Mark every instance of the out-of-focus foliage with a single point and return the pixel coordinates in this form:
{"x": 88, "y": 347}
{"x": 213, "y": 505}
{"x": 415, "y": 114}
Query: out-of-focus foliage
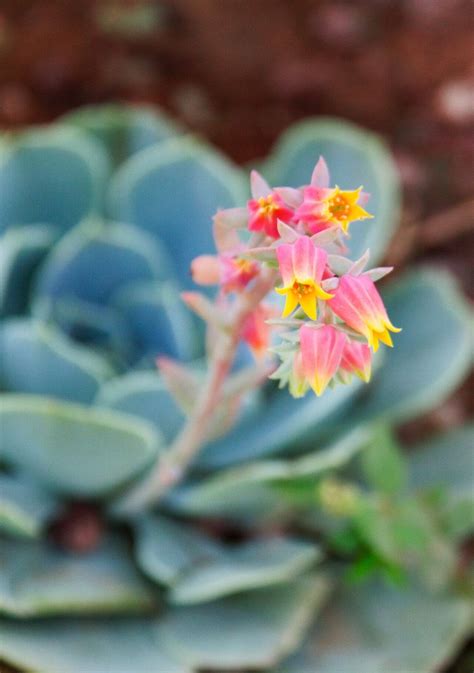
══════
** EXERCISE **
Transcribe every line of the rows above verbatim, omitting the picture.

** THE REPLY **
Mark every instance of the out-of-focus foliage with a single point and return the pixel coordinates in this form:
{"x": 88, "y": 347}
{"x": 213, "y": 505}
{"x": 415, "y": 114}
Query: out-of-focus foliage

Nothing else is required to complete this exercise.